Instructions for the task:
Arrange all the material below as a numbered list, leaving out any blank lines.

· · · · · · ·

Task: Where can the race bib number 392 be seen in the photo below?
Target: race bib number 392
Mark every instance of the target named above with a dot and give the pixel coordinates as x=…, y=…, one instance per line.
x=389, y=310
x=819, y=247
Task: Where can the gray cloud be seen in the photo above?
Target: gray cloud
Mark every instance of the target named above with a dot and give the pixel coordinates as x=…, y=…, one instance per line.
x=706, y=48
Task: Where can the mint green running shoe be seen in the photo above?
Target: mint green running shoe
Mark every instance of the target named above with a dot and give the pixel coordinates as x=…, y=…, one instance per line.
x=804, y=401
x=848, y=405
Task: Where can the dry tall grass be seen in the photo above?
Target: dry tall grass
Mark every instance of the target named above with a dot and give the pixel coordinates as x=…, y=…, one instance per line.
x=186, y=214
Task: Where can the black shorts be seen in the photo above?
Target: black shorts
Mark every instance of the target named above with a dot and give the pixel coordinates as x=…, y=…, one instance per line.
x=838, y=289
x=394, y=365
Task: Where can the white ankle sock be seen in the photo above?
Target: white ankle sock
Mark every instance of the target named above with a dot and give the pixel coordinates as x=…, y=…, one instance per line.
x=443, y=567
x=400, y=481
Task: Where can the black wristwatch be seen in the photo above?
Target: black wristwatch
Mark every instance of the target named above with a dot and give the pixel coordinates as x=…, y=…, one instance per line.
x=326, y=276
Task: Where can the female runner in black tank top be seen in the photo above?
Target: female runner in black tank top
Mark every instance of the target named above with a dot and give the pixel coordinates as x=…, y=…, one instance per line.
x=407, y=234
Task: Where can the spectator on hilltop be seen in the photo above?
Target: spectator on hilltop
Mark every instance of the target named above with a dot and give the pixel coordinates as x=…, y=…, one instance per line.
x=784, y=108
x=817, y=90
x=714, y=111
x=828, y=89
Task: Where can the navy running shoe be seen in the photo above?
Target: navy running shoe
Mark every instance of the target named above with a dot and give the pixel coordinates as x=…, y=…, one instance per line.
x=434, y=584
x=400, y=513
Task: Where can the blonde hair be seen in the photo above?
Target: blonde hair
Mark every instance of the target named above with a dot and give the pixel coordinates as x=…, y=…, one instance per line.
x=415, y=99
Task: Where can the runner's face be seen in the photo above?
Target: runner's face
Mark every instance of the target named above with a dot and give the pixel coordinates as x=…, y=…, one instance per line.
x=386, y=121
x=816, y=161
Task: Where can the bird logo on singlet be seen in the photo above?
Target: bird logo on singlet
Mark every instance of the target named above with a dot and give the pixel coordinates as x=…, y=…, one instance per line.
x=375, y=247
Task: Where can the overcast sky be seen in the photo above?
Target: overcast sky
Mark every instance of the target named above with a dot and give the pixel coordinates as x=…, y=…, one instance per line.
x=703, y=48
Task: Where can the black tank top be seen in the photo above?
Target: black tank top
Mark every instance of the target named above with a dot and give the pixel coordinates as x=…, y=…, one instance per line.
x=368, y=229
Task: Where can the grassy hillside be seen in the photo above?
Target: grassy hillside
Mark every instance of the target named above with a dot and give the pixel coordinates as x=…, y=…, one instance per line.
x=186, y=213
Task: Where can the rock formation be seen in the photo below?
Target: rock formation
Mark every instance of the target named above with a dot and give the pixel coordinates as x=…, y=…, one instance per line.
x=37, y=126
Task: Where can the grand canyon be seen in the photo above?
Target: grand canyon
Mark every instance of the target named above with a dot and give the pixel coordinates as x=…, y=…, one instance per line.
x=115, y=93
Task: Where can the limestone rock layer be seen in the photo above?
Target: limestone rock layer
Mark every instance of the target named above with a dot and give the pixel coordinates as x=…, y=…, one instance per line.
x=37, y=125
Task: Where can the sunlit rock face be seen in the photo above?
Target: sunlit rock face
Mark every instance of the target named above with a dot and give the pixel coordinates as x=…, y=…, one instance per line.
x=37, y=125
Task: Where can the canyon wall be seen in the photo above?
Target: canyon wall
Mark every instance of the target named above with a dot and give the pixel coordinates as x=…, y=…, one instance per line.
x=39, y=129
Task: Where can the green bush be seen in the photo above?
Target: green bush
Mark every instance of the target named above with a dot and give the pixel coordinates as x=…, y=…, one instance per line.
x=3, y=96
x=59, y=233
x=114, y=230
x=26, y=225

· · · · · · ·

Full output:
1. Task: Where can the race bib number 392 be seen in the photo below?
2. Target: race bib number 392
3. Mark every instance of the target named above with a dot and give the pixel coordinates as x=…, y=…, one instance per line.
4. x=389, y=310
5. x=819, y=247
6. Task: Where can the gray cloud be seen in the photo above?
7. Target: gray cloud
8. Mark every instance of the target named above with a dot and give the pixel coordinates as x=…, y=…, one instance per line.
9. x=706, y=48
10. Task: Where can the mint green running shoe be seen in the photo above?
11. Target: mint green running shoe
12. Mark every instance of the target named above with a dot and give the pixel coordinates as x=…, y=…, one instance per line.
13. x=804, y=401
14. x=848, y=405
15. Task: Where can the dry tall grass be seen in the photo above?
16. Target: dry tall grass
17. Mark every instance of the target named above with a dot and give the pixel coordinates as x=…, y=…, one instance per line.
18. x=186, y=214
19. Task: Where can the black shorts be seen in the photo above?
20. Target: black shorts
21. Mark every instance of the target named above with a dot and give the pixel coordinates as x=…, y=…, one instance per line.
22. x=838, y=289
23. x=394, y=365
24. Task: Where can the white ankle sock be seen in the photo above?
25. Target: white ankle sock
26. Mark every instance of the target named above with a dot and give the pixel coordinates as x=…, y=…, one instance per line.
27. x=443, y=567
28. x=400, y=481
29. Task: Where can the black wristwatch be seen in the photo above?
30. Target: black wristwatch
31. Mark every instance of the target named above with a dot and give the pixel coordinates as x=…, y=…, one instance per line.
32. x=326, y=276
33. Task: Where can the female runner in black tank top be seen in the photo above?
34. Target: female runner in black tank top
35. Mark every instance of the target named above with a dot and give the pixel coordinates as x=…, y=…, one instance per line.
36. x=407, y=234
37. Task: Where can the spectator on hilltop be seen in the photo above?
38. Target: spectator on hilltop
39. Mark every instance of the target named above with a dot and give the pixel coordinates as x=…, y=…, one instance per line.
40. x=784, y=108
41. x=817, y=90
42. x=714, y=111
43. x=828, y=89
44. Task: Where can the navy running shoe be seen in the photo above?
45. Target: navy running shoe
46. Mark every instance of the target named above with a dot and give the pixel coordinates as x=…, y=…, one instance per line.
47. x=434, y=584
48. x=400, y=513
49. Task: Where can the blonde hair be seen in the photo above?
50. Target: blonde hair
51. Mark every instance of the target named above with a dot and give the pixel coordinates as x=…, y=…, one instance per line.
52. x=415, y=99
53. Task: Where can the runner's face be seen in the photo above?
54. Target: runner's face
55. Mark every instance of the target named above with a dot and give the pixel coordinates as x=…, y=…, one instance per line.
56. x=386, y=121
57. x=816, y=161
58. Task: Where can the bird logo on singlet be seen in the photo above?
59. Target: bird logo on singlet
60. Mark every instance of the target named above with a dot and give the pixel coordinates as x=…, y=…, one instance per line.
61. x=375, y=247
62. Task: Where can the overcast sky be seen in the photo above?
63. Target: overcast sky
64. Mark every instance of the target named above with a dot and give the pixel coordinates as x=…, y=…, one instance per line.
65. x=703, y=48
66. Task: Where can the black tank top be seen in the photo above?
67. Target: black tank top
68. Mark every instance of the target named above with a dot and give the pixel coordinates as x=…, y=…, one instance per line.
69. x=368, y=229
70. Task: Where can the grassy hillside be seen in the photo above?
71. Target: grassy hillside
72. Mark every instance of the target named above with a dot and give the pixel coordinates as x=…, y=…, one instance per line.
73. x=186, y=213
74. Task: Where can the rock formation be seen in the photo below?
75. Target: rock formation
76. Mark every instance of the target named above with a dot and give the pixel coordinates as x=…, y=…, one instance per line.
77. x=37, y=126
78. Task: Where can the grand canyon be seen in the photo above?
79. Target: grand canyon
80. Mark every instance of the target named above with a dot and give the pixel coordinates as x=…, y=…, one instance per line.
81. x=115, y=93
82. Task: Where can the limestone rock layer be seen in the photo above?
83. Target: limestone rock layer
84. Mark every instance of the target named above with a dot and give the pixel coordinates as x=…, y=…, one instance per line.
85. x=37, y=125
86. Task: Where can the sunlit rock face be seen in the photo above?
87. Target: sunlit rock face
88. Mark every instance of the target named above with a dot and give the pixel coordinates as x=…, y=…, one instance per line.
89. x=37, y=125
90. Task: Where can the canyon wall be seen in the photo above?
91. Target: canyon wall
92. Mark every instance of the target named above with a dot and give the pixel coordinates as x=…, y=…, one instance per line.
93. x=39, y=129
94. Task: Where can the green bush be seen in the photo above?
95. Target: green bush
96. Mark every instance of the target named above with a dot and give the pixel coordinates as x=…, y=…, one instance per line.
97. x=3, y=96
98. x=59, y=233
99. x=114, y=230
100. x=26, y=225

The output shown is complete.